### Para fazer
A - Copie fielmente o trecho da entrevista que começa em "Eu ia na Maristela" e vai até "foi essa seleção?".
B - Quais pessoas são citadas pelo nome na entrevista? Liste todas.

### Trecho para ler
****
O senhor foi o ator do primeiro seriado filmado em película para
televisão da América Latina. Quais são as suas principais recordações desse
período?
Era um tempo bem difícil, pois ninguém
acreditava numa série brasileira para a TV. Ser pioneiro naquele tempo era uma
grande aventura. Mas deu tudo certo com a força dos colegas e técnicos e o
valioso patrocínio da Nestlé. Desde o início quando fui trabalhar nos Estúdios Maristela, fazendo todo tipo
de serviço (auxiliar de produção, motorista, etc..) minha meta era bem clara:
entrar no mundo do cinema. Quando fui escolhido para o papel, vi meu sonho se
realizar...
Como foi o trabalho como cantor de circo aos 15 anos de idade?
Foi o começo de tudo. No circo tinha um número
de música e também um "teatro" de cena curta. Tudo o que eu mais
queria era estar nesse meio. Como não tinham vaga para ator, disse que cantava
também, e assim entrei no circo como cantor. Foi uma carreira breve, mas era o
início.
Como era o seu dia a dia na Maristela, no bairro do Jaçanã? O que fazia
lá? O senhor trabalhou lá até o seu fechamento?
Eu ia na Maristela levar documentos para o
Alfredo Palácios que era o principal produtor do estúdio, e assim fiz amizade
com ele e com seu assistente Ari Fernandes que seriam no futuro o diretor e
produtor do "Vigilante". Fui ficando por lá até seu fechamento quando levaram os equipamentos para
montar o primeiro estúdio de dublagem de São Paulo, a Gravasom, que
posteriormente seria a AIC na Rua Tibério na Lapa - SP.
“O Vigilante Rodoviário” foi um grande sucesso, o senhor foi escolhido
como protagonista entre mais de 120 candidatos. Como foi essa seleção?
O diretor procurava um tipo bem brasileiro que
se adequasse ao papel. A seleção envolveu atores de teatro e policiais. Vários
candidatos foram testados e quando ele já estava desistindo a D. Inês a esposa
do Ari sugeriu que ele fizesse um teste comigo que já atuava em teatro amador
pelo Teatro Popular do Sesi, e já tinha visto os testes anteriores. Fui escolhido
e deu certo.
O que achou da decisão do
produtor e o diretor da série em transformar cada 4 episódios em um filme longa
metragem e lançar no cinema?
****
(Parte de um arquivo de dados)
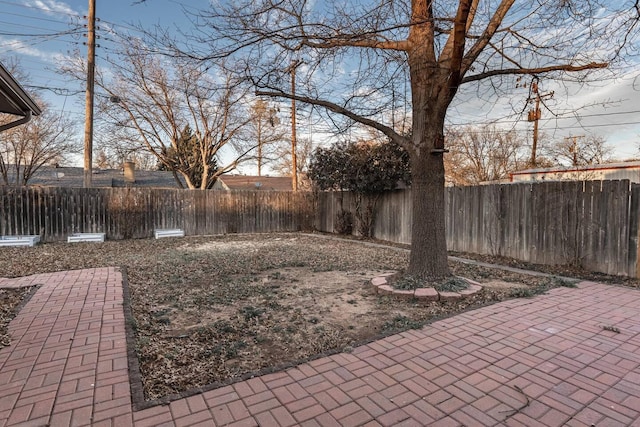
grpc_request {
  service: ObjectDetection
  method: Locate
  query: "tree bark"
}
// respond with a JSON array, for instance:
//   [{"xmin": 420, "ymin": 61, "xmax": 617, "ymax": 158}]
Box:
[{"xmin": 407, "ymin": 142, "xmax": 451, "ymax": 281}]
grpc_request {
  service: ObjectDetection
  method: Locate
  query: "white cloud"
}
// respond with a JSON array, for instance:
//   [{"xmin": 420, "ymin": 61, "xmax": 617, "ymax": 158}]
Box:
[
  {"xmin": 23, "ymin": 0, "xmax": 78, "ymax": 15},
  {"xmin": 0, "ymin": 38, "xmax": 59, "ymax": 62}
]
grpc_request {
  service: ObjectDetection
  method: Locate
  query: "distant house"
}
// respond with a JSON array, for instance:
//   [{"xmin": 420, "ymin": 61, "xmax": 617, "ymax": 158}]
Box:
[
  {"xmin": 510, "ymin": 162, "xmax": 640, "ymax": 183},
  {"xmin": 0, "ymin": 63, "xmax": 42, "ymax": 132},
  {"xmin": 213, "ymin": 175, "xmax": 292, "ymax": 191},
  {"xmin": 11, "ymin": 166, "xmax": 298, "ymax": 191},
  {"xmin": 13, "ymin": 166, "xmax": 185, "ymax": 188}
]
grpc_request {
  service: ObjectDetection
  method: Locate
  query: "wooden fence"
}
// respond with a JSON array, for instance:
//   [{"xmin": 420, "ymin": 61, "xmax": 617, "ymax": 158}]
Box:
[
  {"xmin": 0, "ymin": 181, "xmax": 640, "ymax": 277},
  {"xmin": 316, "ymin": 181, "xmax": 640, "ymax": 277},
  {"xmin": 0, "ymin": 187, "xmax": 313, "ymax": 242}
]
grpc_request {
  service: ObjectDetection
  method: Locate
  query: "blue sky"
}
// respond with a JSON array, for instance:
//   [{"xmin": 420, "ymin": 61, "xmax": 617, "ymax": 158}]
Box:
[
  {"xmin": 0, "ymin": 0, "xmax": 640, "ymax": 168},
  {"xmin": 0, "ymin": 0, "xmax": 190, "ymax": 135}
]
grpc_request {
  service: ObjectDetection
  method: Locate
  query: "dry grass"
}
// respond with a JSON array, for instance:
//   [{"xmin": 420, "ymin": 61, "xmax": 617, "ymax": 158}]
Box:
[{"xmin": 0, "ymin": 234, "xmax": 588, "ymax": 399}]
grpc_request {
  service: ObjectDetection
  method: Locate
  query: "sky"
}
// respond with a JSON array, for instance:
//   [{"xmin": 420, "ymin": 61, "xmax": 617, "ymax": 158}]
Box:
[{"xmin": 0, "ymin": 0, "xmax": 640, "ymax": 171}]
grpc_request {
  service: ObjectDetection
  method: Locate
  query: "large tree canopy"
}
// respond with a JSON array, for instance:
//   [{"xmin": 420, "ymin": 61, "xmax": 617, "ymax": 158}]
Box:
[{"xmin": 181, "ymin": 0, "xmax": 639, "ymax": 279}]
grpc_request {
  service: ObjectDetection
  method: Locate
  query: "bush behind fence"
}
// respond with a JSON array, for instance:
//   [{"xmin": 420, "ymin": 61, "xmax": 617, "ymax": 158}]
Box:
[{"xmin": 316, "ymin": 181, "xmax": 640, "ymax": 277}]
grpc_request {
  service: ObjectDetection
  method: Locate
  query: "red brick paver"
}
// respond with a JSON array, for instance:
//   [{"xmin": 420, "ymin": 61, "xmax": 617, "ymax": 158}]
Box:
[{"xmin": 0, "ymin": 268, "xmax": 640, "ymax": 427}]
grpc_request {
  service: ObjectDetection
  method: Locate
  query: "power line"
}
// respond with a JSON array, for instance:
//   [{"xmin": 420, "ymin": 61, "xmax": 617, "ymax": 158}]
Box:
[{"xmin": 0, "ymin": 0, "xmax": 82, "ymax": 19}]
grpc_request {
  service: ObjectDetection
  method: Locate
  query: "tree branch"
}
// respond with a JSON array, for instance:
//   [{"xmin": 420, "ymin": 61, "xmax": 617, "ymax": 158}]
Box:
[
  {"xmin": 460, "ymin": 0, "xmax": 515, "ymax": 75},
  {"xmin": 256, "ymin": 90, "xmax": 409, "ymax": 147},
  {"xmin": 460, "ymin": 62, "xmax": 609, "ymax": 84}
]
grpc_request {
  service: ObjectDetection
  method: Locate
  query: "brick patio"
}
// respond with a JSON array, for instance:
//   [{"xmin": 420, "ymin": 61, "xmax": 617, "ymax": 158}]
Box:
[{"xmin": 0, "ymin": 268, "xmax": 640, "ymax": 427}]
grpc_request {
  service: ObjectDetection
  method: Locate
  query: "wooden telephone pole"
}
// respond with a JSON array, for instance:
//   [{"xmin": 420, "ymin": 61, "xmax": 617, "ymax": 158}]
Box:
[
  {"xmin": 83, "ymin": 0, "xmax": 96, "ymax": 188},
  {"xmin": 527, "ymin": 78, "xmax": 553, "ymax": 167},
  {"xmin": 289, "ymin": 59, "xmax": 302, "ymax": 191}
]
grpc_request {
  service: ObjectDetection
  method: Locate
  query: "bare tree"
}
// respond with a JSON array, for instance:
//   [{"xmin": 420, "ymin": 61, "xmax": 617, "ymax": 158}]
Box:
[
  {"xmin": 0, "ymin": 101, "xmax": 81, "ymax": 185},
  {"xmin": 445, "ymin": 126, "xmax": 527, "ymax": 185},
  {"xmin": 547, "ymin": 135, "xmax": 612, "ymax": 166},
  {"xmin": 248, "ymin": 99, "xmax": 285, "ymax": 176},
  {"xmin": 63, "ymin": 39, "xmax": 255, "ymax": 189},
  {"xmin": 181, "ymin": 0, "xmax": 638, "ymax": 280}
]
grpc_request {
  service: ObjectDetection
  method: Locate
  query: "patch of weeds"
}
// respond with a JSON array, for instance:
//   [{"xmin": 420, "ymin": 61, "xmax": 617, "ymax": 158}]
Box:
[
  {"xmin": 253, "ymin": 335, "xmax": 269, "ymax": 344},
  {"xmin": 239, "ymin": 305, "xmax": 264, "ymax": 320},
  {"xmin": 382, "ymin": 314, "xmax": 422, "ymax": 331},
  {"xmin": 434, "ymin": 277, "xmax": 469, "ymax": 292},
  {"xmin": 211, "ymin": 320, "xmax": 236, "ymax": 334},
  {"xmin": 509, "ymin": 288, "xmax": 542, "ymax": 298},
  {"xmin": 545, "ymin": 276, "xmax": 578, "ymax": 288},
  {"xmin": 391, "ymin": 276, "xmax": 425, "ymax": 291}
]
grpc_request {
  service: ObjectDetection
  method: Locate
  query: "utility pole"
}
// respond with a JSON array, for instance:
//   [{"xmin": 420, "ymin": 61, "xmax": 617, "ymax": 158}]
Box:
[
  {"xmin": 289, "ymin": 59, "xmax": 302, "ymax": 191},
  {"xmin": 84, "ymin": 0, "xmax": 96, "ymax": 188},
  {"xmin": 527, "ymin": 77, "xmax": 553, "ymax": 168},
  {"xmin": 564, "ymin": 135, "xmax": 584, "ymax": 166}
]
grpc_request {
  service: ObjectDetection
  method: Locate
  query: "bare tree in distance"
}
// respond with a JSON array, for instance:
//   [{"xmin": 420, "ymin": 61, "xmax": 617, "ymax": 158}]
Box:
[
  {"xmin": 0, "ymin": 59, "xmax": 82, "ymax": 185},
  {"xmin": 444, "ymin": 125, "xmax": 528, "ymax": 185},
  {"xmin": 162, "ymin": 0, "xmax": 638, "ymax": 280},
  {"xmin": 546, "ymin": 135, "xmax": 613, "ymax": 166},
  {"xmin": 0, "ymin": 101, "xmax": 82, "ymax": 185},
  {"xmin": 248, "ymin": 99, "xmax": 285, "ymax": 176},
  {"xmin": 62, "ymin": 39, "xmax": 255, "ymax": 189}
]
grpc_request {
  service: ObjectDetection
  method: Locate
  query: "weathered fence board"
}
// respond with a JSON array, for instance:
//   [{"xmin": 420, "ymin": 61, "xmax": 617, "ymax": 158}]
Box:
[
  {"xmin": 0, "ymin": 187, "xmax": 313, "ymax": 242},
  {"xmin": 0, "ymin": 181, "xmax": 640, "ymax": 277},
  {"xmin": 315, "ymin": 181, "xmax": 640, "ymax": 277}
]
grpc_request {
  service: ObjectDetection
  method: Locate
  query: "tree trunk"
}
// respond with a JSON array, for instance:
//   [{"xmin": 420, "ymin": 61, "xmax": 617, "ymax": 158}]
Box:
[
  {"xmin": 407, "ymin": 152, "xmax": 451, "ymax": 281},
  {"xmin": 407, "ymin": 43, "xmax": 453, "ymax": 281}
]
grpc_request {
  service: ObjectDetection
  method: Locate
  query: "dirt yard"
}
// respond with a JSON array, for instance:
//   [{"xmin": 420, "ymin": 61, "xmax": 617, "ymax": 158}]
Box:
[{"xmin": 0, "ymin": 234, "xmax": 608, "ymax": 399}]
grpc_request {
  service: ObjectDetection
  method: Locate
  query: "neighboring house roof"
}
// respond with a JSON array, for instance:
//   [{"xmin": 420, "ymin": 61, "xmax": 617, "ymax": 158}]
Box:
[
  {"xmin": 510, "ymin": 161, "xmax": 640, "ymax": 182},
  {"xmin": 0, "ymin": 63, "xmax": 42, "ymax": 117},
  {"xmin": 512, "ymin": 161, "xmax": 640, "ymax": 175},
  {"xmin": 218, "ymin": 175, "xmax": 292, "ymax": 191},
  {"xmin": 9, "ymin": 166, "xmax": 185, "ymax": 188}
]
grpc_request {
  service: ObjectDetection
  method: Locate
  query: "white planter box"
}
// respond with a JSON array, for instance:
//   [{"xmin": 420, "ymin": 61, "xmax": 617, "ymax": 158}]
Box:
[
  {"xmin": 0, "ymin": 235, "xmax": 40, "ymax": 246},
  {"xmin": 155, "ymin": 228, "xmax": 184, "ymax": 239},
  {"xmin": 67, "ymin": 233, "xmax": 104, "ymax": 243}
]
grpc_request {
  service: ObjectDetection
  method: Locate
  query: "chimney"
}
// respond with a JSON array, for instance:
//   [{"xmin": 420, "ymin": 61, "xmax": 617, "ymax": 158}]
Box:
[{"xmin": 124, "ymin": 162, "xmax": 136, "ymax": 184}]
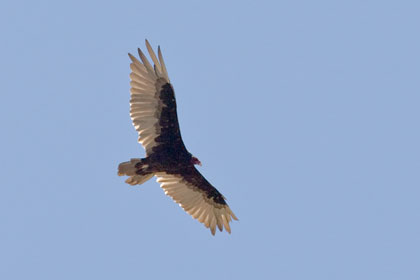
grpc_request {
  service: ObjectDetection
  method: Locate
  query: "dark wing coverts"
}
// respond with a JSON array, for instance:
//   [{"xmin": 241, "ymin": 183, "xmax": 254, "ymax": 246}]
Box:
[{"xmin": 128, "ymin": 40, "xmax": 237, "ymax": 234}]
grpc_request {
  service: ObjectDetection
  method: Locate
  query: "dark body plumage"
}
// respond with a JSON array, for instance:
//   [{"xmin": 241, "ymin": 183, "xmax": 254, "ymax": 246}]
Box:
[{"xmin": 118, "ymin": 41, "xmax": 237, "ymax": 234}]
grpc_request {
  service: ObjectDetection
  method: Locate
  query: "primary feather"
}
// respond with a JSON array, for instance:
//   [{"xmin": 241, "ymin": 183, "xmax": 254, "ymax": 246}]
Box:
[{"xmin": 118, "ymin": 40, "xmax": 237, "ymax": 235}]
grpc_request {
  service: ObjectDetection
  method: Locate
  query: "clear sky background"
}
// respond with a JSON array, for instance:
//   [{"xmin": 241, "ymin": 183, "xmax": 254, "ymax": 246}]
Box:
[{"xmin": 0, "ymin": 0, "xmax": 420, "ymax": 280}]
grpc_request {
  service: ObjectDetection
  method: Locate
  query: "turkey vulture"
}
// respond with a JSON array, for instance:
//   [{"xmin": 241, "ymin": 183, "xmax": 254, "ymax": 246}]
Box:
[{"xmin": 118, "ymin": 40, "xmax": 238, "ymax": 235}]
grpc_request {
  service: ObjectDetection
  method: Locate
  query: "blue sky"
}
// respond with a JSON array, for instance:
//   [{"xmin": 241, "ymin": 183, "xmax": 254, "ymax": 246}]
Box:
[{"xmin": 0, "ymin": 1, "xmax": 420, "ymax": 280}]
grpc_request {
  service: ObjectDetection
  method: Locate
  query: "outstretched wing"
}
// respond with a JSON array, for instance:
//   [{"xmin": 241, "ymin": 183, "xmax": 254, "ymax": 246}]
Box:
[
  {"xmin": 155, "ymin": 166, "xmax": 238, "ymax": 235},
  {"xmin": 128, "ymin": 40, "xmax": 185, "ymax": 155}
]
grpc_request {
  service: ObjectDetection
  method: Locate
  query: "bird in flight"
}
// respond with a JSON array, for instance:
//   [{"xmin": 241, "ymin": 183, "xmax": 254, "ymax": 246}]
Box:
[{"xmin": 118, "ymin": 40, "xmax": 238, "ymax": 235}]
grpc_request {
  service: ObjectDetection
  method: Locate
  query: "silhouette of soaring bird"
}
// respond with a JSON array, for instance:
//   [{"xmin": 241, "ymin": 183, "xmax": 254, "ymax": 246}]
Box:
[{"xmin": 118, "ymin": 40, "xmax": 238, "ymax": 235}]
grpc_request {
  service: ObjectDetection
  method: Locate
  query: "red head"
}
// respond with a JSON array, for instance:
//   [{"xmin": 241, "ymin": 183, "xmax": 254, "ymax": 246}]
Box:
[{"xmin": 191, "ymin": 156, "xmax": 201, "ymax": 166}]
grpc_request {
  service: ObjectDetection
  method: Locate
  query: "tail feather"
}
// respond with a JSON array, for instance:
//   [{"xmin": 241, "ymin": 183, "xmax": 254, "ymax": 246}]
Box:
[{"xmin": 118, "ymin": 158, "xmax": 154, "ymax": 185}]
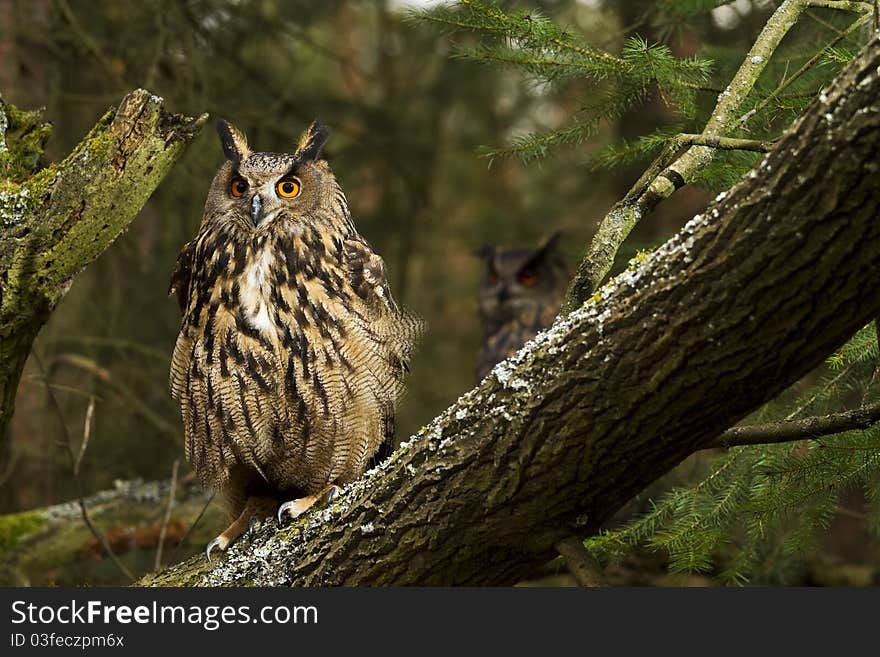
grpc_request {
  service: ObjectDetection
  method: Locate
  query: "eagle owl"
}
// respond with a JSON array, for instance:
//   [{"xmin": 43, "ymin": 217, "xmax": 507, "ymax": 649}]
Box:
[
  {"xmin": 476, "ymin": 233, "xmax": 569, "ymax": 381},
  {"xmin": 170, "ymin": 120, "xmax": 422, "ymax": 559}
]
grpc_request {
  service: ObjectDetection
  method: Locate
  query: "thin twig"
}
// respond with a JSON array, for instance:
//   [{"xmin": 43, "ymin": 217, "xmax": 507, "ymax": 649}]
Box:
[
  {"xmin": 731, "ymin": 16, "xmax": 867, "ymax": 130},
  {"xmin": 810, "ymin": 0, "xmax": 871, "ymax": 14},
  {"xmin": 709, "ymin": 403, "xmax": 880, "ymax": 448},
  {"xmin": 560, "ymin": 0, "xmax": 808, "ymax": 316},
  {"xmin": 554, "ymin": 536, "xmax": 608, "ymax": 588},
  {"xmin": 73, "ymin": 395, "xmax": 95, "ymax": 477},
  {"xmin": 153, "ymin": 459, "xmax": 180, "ymax": 571},
  {"xmin": 171, "ymin": 492, "xmax": 217, "ymax": 563},
  {"xmin": 32, "ymin": 351, "xmax": 134, "ymax": 581}
]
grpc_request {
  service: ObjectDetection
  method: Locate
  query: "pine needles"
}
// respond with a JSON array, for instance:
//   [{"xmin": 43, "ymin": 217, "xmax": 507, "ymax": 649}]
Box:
[{"xmin": 585, "ymin": 324, "xmax": 880, "ymax": 584}]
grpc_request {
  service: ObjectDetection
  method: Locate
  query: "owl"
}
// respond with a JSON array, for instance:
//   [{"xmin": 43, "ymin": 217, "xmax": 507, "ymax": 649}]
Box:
[
  {"xmin": 476, "ymin": 233, "xmax": 569, "ymax": 381},
  {"xmin": 169, "ymin": 120, "xmax": 422, "ymax": 560}
]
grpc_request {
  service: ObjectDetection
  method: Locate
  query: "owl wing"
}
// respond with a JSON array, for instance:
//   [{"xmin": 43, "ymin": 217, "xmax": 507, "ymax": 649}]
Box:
[
  {"xmin": 344, "ymin": 239, "xmax": 400, "ymax": 314},
  {"xmin": 168, "ymin": 240, "xmax": 195, "ymax": 314},
  {"xmin": 344, "ymin": 236, "xmax": 424, "ymax": 466},
  {"xmin": 170, "ymin": 234, "xmax": 285, "ymax": 488}
]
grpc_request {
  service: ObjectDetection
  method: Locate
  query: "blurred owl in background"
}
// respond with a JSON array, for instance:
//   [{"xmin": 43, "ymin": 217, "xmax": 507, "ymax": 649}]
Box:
[
  {"xmin": 476, "ymin": 233, "xmax": 569, "ymax": 381},
  {"xmin": 170, "ymin": 121, "xmax": 422, "ymax": 559}
]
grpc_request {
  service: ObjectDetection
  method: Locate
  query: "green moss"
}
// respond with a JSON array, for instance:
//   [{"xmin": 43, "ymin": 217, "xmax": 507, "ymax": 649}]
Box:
[{"xmin": 0, "ymin": 511, "xmax": 46, "ymax": 554}]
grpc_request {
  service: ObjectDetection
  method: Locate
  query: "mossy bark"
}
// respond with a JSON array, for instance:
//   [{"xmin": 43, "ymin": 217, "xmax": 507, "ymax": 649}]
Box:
[
  {"xmin": 562, "ymin": 0, "xmax": 828, "ymax": 314},
  {"xmin": 141, "ymin": 39, "xmax": 880, "ymax": 586},
  {"xmin": 0, "ymin": 89, "xmax": 206, "ymax": 452}
]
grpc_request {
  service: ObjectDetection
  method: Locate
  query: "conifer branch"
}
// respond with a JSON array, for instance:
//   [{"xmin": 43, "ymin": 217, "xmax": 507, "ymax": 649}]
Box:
[
  {"xmin": 555, "ymin": 536, "xmax": 608, "ymax": 588},
  {"xmin": 732, "ymin": 14, "xmax": 870, "ymax": 130},
  {"xmin": 711, "ymin": 403, "xmax": 880, "ymax": 448},
  {"xmin": 672, "ymin": 134, "xmax": 774, "ymax": 153},
  {"xmin": 561, "ymin": 0, "xmax": 809, "ymax": 315}
]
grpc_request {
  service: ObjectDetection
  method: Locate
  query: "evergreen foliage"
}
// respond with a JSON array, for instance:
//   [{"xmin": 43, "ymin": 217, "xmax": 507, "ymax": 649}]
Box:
[{"xmin": 416, "ymin": 0, "xmax": 880, "ymax": 584}]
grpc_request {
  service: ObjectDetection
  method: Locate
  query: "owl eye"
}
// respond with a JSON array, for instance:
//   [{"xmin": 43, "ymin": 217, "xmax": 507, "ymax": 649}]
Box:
****
### Respostas
A -
Eu ia na Maristela levar documentos para o
Alfredo Palácios que era o principal produtor do estúdio, e assim fiz amizade
com ele e com seu assistente Ari Fernandes que seriam no futuro o diretor e
produtor do "Vigilante". Fui ficando por lá até seu fechamento quando levaram os equipamentos para
montar o primeiro estúdio de dublagem de São Paulo, a Gravasom, que
posteriormente seria a AIC na Rua Tibério na Lapa - SP.
“O Vigilante Rodoviário” foi um grande sucesso, o senhor foi escolhido
como protagonista entre mais de 120 candidatos. Como foi essa seleção?

B -
Alfredo Palácios
Ari Fernandes
D. Inês